▶ **VERMELDE ITEMS**
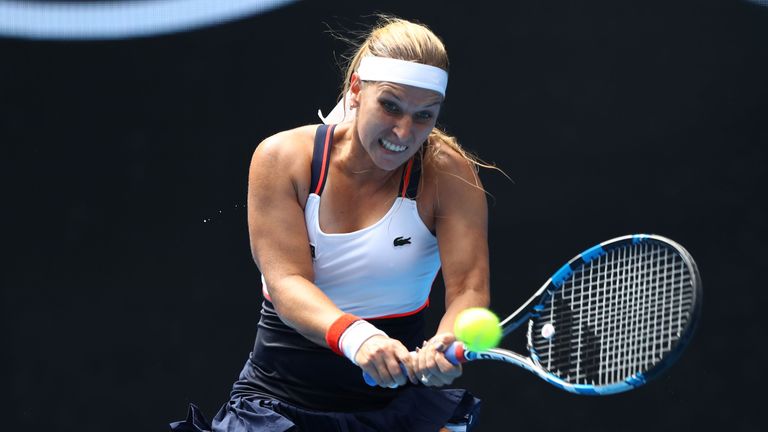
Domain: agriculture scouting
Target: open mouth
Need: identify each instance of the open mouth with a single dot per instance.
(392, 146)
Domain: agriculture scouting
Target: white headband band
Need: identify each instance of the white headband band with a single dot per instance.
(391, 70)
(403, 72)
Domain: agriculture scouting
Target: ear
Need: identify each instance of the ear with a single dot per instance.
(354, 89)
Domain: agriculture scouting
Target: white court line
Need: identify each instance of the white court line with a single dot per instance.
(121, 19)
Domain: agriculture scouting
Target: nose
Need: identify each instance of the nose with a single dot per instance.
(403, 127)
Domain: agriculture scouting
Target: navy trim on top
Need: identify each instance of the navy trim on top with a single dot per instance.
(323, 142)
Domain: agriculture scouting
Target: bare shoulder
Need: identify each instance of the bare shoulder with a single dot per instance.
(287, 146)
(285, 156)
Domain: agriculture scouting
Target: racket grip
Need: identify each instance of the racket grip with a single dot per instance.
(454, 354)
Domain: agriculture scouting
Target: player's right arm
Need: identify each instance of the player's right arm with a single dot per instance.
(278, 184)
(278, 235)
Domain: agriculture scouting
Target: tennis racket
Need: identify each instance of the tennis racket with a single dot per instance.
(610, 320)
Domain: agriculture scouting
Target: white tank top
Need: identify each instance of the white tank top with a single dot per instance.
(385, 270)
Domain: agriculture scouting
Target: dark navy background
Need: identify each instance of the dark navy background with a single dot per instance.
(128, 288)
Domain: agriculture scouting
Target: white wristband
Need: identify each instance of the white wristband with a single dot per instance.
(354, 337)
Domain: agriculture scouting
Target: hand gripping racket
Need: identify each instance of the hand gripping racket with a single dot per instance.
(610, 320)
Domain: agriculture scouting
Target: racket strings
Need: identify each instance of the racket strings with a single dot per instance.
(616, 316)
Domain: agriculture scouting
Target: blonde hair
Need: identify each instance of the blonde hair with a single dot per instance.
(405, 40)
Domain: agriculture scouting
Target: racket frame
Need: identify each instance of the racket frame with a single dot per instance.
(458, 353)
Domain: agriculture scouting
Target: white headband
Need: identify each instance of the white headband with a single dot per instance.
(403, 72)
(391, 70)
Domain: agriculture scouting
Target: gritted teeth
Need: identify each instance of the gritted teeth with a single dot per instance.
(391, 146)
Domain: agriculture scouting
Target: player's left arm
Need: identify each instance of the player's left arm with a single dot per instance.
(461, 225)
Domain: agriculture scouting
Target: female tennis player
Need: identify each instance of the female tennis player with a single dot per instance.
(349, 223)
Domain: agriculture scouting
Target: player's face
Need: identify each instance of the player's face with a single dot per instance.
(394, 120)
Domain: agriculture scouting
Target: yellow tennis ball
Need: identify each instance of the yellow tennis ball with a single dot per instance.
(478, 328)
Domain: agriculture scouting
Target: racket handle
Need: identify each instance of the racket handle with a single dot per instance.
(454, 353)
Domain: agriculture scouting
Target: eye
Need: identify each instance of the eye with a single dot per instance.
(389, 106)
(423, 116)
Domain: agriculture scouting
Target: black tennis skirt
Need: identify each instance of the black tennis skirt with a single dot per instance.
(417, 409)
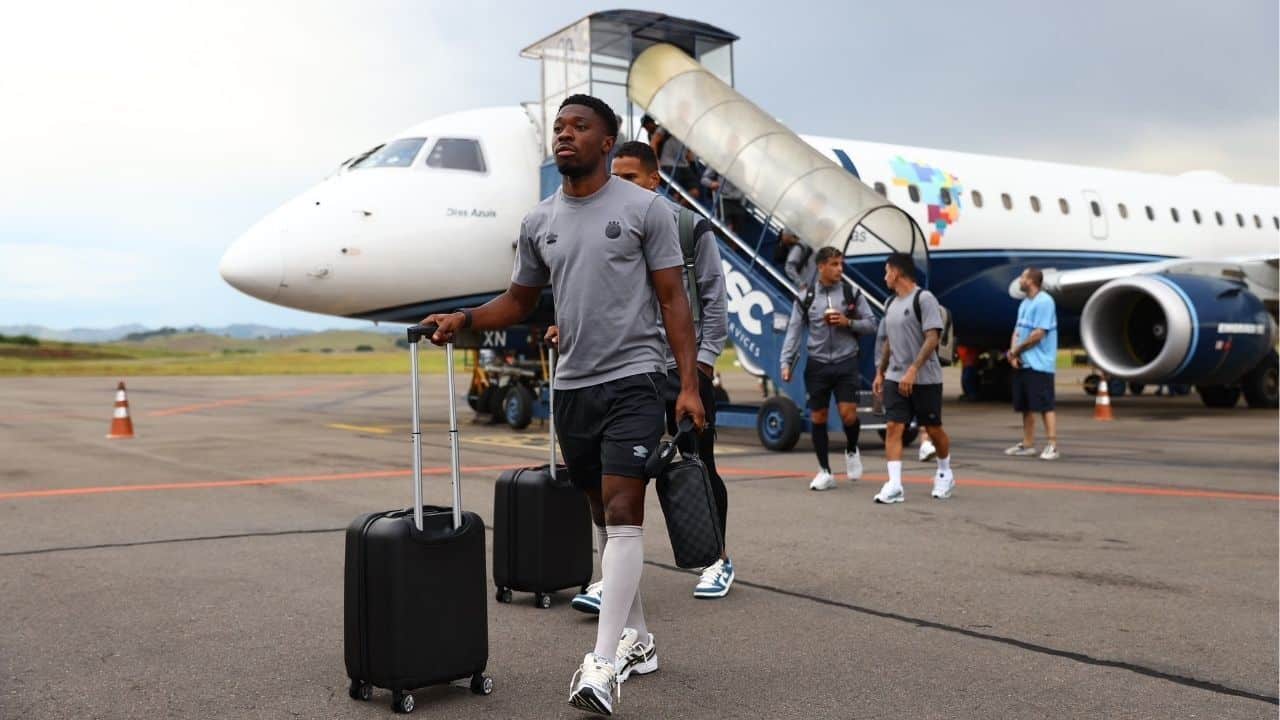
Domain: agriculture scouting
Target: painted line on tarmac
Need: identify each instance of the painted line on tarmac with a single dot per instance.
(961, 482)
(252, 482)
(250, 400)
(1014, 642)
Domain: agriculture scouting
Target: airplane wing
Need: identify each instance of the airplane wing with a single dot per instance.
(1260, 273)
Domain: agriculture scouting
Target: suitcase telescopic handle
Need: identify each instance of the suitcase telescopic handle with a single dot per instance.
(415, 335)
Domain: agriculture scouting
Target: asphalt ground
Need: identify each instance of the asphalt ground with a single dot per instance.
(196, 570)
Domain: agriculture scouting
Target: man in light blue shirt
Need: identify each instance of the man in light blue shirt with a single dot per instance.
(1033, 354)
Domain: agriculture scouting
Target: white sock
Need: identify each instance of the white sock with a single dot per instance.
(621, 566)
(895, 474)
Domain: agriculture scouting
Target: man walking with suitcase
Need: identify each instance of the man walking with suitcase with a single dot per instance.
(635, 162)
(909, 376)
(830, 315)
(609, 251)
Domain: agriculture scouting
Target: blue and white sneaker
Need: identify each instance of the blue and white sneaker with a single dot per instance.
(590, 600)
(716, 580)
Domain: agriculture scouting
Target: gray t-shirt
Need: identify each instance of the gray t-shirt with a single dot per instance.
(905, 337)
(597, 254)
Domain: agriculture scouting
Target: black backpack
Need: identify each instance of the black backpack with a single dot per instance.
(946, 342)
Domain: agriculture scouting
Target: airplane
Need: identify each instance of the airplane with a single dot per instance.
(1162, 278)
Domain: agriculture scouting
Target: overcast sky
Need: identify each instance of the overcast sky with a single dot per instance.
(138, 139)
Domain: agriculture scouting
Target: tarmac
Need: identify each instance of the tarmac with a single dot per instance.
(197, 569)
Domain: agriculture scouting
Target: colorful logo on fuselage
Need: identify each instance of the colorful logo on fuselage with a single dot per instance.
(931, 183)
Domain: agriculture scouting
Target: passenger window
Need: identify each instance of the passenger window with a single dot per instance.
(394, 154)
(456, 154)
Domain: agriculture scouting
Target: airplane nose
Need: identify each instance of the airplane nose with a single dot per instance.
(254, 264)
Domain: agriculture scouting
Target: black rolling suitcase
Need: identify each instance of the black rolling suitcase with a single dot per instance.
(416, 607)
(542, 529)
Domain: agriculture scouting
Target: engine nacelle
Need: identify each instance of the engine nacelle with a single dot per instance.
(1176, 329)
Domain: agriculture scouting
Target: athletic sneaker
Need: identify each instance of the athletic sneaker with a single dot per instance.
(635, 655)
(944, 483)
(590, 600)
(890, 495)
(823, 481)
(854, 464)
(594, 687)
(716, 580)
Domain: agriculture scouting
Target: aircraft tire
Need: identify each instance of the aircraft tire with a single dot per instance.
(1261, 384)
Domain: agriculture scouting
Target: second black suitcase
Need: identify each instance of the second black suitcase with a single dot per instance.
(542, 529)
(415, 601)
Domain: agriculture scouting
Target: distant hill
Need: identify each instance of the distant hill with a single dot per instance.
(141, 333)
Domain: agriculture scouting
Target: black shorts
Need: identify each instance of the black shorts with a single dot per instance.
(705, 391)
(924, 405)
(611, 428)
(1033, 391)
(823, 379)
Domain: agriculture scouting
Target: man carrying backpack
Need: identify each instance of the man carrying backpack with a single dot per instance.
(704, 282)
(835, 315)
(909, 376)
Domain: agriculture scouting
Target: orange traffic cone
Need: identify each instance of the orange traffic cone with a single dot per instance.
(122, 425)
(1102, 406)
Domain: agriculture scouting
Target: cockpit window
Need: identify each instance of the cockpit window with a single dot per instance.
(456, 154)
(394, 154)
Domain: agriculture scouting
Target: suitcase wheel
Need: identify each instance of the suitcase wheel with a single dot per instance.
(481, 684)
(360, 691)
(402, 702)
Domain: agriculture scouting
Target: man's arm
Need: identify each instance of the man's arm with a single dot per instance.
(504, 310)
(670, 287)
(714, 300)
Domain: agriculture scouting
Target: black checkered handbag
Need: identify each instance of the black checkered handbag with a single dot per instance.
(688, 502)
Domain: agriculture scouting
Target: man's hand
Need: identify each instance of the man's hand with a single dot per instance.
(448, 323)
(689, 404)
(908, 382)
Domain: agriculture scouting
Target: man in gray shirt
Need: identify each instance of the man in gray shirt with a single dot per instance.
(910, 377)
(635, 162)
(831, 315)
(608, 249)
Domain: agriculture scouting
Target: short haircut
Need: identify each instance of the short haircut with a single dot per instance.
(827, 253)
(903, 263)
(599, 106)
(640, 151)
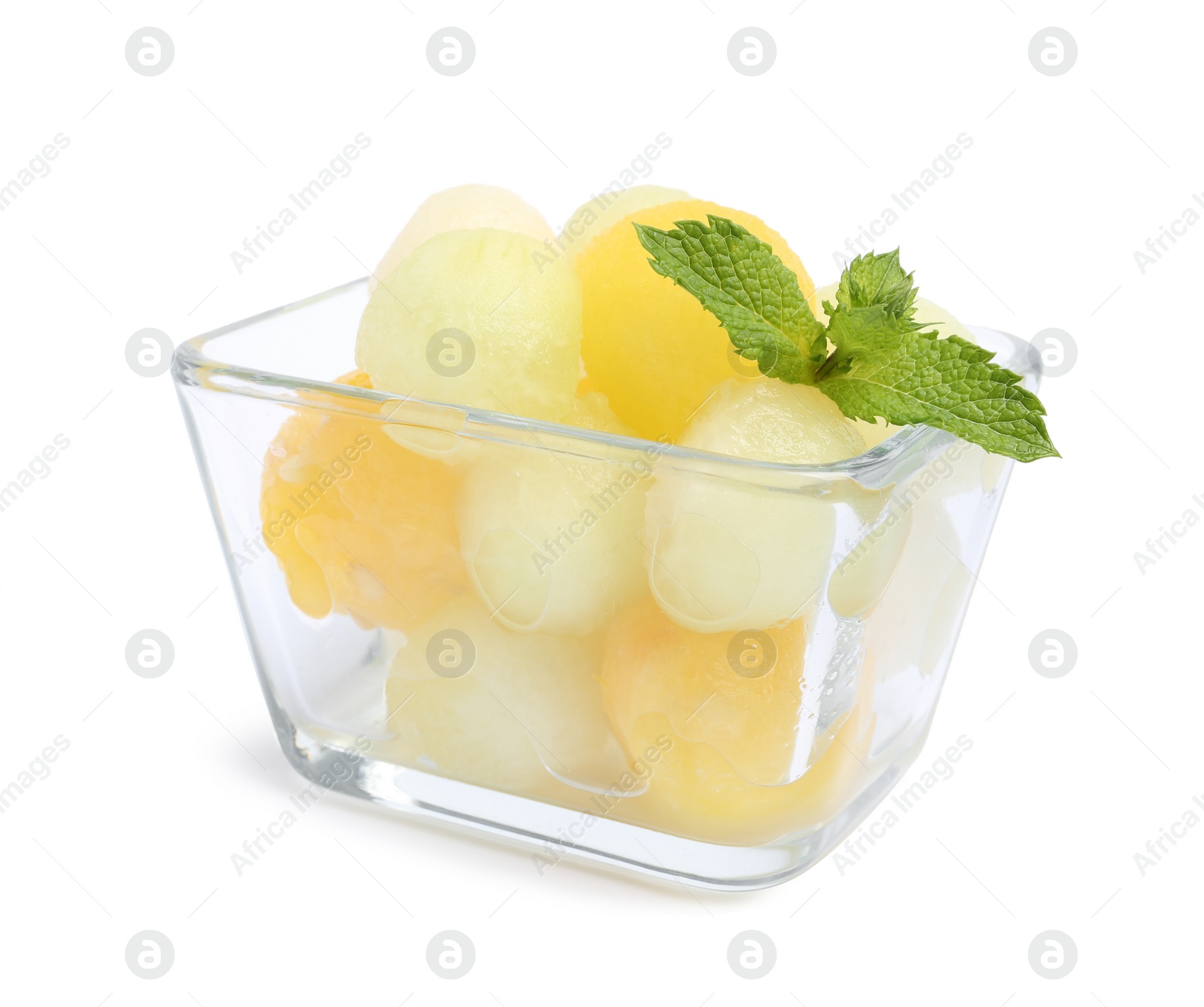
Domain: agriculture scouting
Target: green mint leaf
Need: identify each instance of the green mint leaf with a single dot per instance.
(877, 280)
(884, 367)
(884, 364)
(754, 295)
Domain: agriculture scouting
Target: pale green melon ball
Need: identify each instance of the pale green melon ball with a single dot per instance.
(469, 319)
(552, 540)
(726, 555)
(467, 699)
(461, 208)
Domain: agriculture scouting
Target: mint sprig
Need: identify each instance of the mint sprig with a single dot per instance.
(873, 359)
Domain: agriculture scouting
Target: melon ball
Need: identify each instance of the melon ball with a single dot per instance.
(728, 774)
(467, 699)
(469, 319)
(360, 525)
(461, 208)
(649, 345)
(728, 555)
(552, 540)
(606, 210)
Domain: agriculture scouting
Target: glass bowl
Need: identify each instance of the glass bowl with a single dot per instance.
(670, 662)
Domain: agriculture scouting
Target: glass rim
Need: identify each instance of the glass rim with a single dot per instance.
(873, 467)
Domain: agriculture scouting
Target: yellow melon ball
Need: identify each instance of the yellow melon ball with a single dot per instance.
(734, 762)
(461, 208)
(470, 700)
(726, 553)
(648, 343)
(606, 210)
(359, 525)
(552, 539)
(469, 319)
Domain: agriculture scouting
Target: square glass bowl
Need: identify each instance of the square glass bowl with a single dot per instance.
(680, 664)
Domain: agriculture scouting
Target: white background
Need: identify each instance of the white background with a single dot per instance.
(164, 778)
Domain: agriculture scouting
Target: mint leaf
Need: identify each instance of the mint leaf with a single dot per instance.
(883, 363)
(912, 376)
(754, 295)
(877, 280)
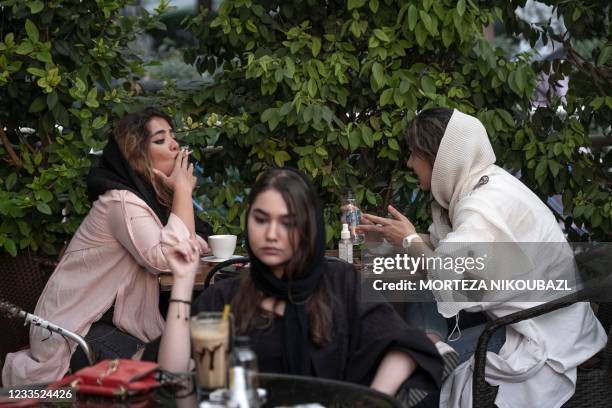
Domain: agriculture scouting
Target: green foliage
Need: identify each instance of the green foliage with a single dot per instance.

▶ **TAAKOMSCHRIJVING**
Geef elke regel uit de items hierboven terug waarin de tekenreeks "yellow" voorkomt. Let daarbij op het verschil tussen hoofdletters en kleine letters.

▶ **UITGEWERKT ANTWOORD**
Target: yellow tennis ball
Need: identify each instance of the yellow tennis ball with a single dot per instance.
Target: yellow melon ball
Need: identify each instance of the yellow melon ball with a single dot per instance.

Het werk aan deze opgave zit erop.